## Instructions for the task
Look for the line containing "the steep mountain" in the listing below. Retype that line and every subsequent line through the last one, and only those.

BEGIN Data to use

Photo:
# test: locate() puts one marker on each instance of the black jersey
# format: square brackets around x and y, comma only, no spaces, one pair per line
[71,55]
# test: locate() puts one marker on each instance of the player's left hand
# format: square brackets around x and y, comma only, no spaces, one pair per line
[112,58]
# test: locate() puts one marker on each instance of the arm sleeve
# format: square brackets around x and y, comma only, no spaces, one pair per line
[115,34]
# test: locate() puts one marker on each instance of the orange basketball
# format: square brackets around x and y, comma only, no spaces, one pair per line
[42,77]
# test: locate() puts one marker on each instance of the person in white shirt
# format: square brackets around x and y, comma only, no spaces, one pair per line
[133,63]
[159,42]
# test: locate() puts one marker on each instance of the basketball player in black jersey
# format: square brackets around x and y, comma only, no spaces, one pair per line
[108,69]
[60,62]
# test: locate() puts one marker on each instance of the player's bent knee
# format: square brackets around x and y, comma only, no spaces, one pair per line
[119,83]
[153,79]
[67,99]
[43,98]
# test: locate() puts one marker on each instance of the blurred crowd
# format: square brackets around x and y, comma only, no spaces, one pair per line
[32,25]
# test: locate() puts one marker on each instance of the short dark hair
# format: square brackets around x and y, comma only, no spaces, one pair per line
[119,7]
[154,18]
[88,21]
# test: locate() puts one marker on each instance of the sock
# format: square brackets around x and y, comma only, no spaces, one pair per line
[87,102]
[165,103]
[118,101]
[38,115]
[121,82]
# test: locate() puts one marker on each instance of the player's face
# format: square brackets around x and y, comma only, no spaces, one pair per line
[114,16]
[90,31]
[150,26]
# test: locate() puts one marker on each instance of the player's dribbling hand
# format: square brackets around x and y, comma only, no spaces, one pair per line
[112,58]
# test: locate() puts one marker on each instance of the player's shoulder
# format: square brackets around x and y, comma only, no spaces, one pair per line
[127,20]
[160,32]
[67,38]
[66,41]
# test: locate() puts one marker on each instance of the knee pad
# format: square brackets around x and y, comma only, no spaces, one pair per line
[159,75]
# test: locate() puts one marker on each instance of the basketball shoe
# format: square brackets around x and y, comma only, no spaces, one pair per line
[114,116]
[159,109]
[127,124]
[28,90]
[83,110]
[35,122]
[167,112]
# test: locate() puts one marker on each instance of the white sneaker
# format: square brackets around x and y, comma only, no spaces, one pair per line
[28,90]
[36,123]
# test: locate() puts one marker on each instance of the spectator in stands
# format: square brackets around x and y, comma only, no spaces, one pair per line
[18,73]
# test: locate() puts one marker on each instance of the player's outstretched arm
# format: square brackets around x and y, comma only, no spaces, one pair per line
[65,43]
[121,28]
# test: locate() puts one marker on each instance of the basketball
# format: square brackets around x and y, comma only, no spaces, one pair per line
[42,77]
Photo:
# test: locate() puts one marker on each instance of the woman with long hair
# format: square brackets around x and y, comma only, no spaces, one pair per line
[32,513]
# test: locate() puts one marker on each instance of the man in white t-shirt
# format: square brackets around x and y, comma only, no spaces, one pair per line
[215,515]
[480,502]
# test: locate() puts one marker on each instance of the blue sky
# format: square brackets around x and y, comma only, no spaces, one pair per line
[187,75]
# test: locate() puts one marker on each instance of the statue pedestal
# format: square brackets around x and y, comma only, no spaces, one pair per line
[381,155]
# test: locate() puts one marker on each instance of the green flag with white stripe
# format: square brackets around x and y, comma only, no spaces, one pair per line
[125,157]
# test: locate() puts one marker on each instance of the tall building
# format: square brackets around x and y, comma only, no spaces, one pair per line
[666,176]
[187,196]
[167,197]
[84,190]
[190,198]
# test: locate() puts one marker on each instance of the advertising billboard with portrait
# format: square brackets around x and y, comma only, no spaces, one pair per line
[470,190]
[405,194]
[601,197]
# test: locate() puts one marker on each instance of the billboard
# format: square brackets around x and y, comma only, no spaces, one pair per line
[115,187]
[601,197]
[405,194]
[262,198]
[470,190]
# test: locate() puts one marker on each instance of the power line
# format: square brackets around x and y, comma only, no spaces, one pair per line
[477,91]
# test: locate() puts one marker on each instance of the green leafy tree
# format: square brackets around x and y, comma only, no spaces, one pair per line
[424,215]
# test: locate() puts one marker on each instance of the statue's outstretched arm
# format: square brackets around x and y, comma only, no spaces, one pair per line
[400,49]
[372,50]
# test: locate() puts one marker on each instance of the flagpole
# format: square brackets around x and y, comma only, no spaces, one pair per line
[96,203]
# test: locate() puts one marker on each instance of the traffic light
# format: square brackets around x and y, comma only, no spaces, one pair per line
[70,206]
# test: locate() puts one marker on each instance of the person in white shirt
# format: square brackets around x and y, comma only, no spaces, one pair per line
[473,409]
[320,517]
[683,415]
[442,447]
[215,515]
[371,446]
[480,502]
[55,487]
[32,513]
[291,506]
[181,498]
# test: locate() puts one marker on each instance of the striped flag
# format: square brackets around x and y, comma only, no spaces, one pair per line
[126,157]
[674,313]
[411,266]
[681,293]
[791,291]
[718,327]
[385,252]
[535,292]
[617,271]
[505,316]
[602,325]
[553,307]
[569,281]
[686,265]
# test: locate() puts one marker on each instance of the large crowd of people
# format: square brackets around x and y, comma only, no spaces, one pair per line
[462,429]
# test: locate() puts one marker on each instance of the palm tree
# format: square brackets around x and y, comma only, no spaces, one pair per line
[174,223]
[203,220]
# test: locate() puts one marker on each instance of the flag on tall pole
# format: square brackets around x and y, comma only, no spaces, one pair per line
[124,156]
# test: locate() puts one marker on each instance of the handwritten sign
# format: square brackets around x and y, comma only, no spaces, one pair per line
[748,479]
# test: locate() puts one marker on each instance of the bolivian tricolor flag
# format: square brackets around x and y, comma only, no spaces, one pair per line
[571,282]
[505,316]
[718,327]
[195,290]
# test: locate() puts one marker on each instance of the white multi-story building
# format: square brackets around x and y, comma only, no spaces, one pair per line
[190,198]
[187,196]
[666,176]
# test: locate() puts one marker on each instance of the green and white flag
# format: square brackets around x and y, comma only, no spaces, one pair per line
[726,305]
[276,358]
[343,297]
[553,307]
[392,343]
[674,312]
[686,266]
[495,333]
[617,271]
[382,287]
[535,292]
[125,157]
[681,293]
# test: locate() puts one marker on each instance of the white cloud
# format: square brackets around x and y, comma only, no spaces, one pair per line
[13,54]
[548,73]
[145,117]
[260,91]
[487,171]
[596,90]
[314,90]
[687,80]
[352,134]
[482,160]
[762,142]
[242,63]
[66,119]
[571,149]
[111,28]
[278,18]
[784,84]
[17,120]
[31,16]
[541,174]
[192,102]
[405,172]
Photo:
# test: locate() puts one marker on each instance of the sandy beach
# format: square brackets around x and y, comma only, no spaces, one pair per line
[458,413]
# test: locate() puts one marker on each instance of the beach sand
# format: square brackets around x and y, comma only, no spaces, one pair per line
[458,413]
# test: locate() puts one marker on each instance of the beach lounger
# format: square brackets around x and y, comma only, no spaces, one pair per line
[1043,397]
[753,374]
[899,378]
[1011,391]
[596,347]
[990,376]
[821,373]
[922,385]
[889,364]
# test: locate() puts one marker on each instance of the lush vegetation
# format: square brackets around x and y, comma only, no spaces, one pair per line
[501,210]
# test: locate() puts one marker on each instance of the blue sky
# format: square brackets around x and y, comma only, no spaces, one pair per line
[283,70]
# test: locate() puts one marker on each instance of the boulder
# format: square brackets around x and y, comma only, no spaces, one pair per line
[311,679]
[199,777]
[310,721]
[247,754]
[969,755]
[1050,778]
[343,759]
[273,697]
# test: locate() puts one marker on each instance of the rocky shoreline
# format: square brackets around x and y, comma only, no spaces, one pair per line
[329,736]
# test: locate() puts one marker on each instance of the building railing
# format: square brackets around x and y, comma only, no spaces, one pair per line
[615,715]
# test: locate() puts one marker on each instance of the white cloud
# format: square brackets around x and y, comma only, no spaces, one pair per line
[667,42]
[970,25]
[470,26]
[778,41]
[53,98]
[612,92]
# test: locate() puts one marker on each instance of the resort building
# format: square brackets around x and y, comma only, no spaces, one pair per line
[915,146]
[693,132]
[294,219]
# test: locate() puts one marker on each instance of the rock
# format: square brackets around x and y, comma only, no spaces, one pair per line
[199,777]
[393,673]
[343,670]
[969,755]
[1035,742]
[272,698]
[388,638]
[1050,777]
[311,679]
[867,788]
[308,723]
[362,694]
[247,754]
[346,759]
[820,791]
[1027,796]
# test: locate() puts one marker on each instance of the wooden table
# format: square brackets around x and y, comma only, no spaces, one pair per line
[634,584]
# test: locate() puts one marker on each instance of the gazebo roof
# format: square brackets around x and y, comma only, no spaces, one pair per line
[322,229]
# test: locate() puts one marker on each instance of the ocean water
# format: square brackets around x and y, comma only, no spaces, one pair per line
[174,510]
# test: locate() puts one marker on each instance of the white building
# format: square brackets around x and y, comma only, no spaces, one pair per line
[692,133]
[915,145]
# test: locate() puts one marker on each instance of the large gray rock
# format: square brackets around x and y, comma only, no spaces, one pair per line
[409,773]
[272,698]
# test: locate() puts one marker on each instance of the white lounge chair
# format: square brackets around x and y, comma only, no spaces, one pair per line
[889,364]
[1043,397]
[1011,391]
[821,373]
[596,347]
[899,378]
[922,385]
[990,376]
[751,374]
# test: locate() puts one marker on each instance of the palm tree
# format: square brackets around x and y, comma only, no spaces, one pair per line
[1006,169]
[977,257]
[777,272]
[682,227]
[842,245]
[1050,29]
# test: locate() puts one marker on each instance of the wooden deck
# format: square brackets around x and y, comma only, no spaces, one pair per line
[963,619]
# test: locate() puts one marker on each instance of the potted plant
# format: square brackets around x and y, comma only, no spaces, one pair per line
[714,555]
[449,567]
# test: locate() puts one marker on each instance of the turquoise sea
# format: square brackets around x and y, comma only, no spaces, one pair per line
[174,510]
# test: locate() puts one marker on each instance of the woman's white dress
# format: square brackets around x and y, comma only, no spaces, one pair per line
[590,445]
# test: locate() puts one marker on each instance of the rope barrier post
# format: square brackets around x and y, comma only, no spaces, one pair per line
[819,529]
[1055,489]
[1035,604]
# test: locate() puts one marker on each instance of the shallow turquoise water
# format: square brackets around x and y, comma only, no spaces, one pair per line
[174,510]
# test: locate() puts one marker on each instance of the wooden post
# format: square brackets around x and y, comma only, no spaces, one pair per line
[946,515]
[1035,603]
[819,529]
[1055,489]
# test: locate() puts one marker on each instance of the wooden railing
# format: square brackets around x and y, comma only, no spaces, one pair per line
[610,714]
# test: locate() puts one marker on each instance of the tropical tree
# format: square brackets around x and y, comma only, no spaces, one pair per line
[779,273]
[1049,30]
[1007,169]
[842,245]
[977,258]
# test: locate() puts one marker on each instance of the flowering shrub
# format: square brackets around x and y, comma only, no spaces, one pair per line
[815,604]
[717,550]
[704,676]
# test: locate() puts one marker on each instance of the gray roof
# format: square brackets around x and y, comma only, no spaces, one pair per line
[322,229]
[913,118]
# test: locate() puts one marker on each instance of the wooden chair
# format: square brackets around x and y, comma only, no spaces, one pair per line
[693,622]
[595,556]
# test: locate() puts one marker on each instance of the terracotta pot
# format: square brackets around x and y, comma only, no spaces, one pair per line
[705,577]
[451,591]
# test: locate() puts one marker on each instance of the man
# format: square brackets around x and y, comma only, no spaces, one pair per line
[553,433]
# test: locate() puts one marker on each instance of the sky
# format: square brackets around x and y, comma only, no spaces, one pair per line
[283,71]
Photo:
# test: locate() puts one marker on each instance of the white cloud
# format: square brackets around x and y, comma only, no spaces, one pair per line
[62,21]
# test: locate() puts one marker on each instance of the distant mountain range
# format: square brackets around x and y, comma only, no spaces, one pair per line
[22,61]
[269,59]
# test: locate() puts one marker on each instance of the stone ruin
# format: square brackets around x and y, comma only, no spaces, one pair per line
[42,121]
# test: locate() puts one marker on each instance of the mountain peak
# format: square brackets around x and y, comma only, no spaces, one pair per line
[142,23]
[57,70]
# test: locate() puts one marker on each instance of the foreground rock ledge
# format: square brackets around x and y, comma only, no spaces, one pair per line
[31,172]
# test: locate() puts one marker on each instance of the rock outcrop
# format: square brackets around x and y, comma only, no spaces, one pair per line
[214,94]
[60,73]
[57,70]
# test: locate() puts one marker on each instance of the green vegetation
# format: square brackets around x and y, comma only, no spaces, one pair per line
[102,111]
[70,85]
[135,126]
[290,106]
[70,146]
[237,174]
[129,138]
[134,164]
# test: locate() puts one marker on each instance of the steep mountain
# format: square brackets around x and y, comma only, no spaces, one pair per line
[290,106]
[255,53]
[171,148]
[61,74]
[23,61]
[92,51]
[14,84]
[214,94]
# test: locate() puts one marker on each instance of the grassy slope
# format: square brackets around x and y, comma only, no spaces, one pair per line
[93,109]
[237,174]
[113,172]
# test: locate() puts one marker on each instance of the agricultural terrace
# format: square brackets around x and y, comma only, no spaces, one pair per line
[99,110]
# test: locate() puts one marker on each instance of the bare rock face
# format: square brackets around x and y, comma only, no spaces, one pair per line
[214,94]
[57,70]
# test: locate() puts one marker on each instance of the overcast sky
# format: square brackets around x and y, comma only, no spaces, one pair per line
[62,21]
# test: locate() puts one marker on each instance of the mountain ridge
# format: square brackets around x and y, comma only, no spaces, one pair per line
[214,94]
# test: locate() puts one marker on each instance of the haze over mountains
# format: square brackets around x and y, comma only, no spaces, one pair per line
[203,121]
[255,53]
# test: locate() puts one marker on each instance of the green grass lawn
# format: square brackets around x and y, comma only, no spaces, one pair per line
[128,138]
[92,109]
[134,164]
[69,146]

END Data to use

## Worked answer
# test: locate() puts one marker on each instance of the steep mountain
# format: square brackets around x and y, comma only, no spaces, one pair per line
[290,106]
[255,53]
[171,148]
[61,74]
[23,61]
[92,51]
[14,84]
[214,94]
# test: locate() puts one marker on each instance of the grassy slope
# format: square brackets around x and y, comma only, no spaces, one pair per line
[93,109]
[237,174]
[113,172]
# test: locate() puts one marker on each instance of the agricultural terrace
# format: square brackets around x and y, comma only, no spaces, one pair per line
[99,110]
# test: locate() puts one marker on each instance of the bare rock face
# format: square brackets around x and y, comma only, no spaces, one pair per line
[214,94]
[57,70]
# test: locate() puts one marker on each instance of the overcast sky
# format: square brackets around x and y, comma only, no spaces, one pair per line
[62,21]
# test: locate() puts one marker on each instance of the mountain ridge
# format: square brackets around x and y, comma only, no spaces, one pair per line
[214,94]
# test: locate() puts one marker on each instance of the haze over mountains
# format: square brackets around x and y, comma only, no spaces, one pair per line
[203,121]
[255,53]
# test: locate() puts one marker on each instance of the green grass lawn
# format: square brackets around x and y, comma only, no spaces, one pair per line
[128,138]
[92,109]
[134,164]
[69,146]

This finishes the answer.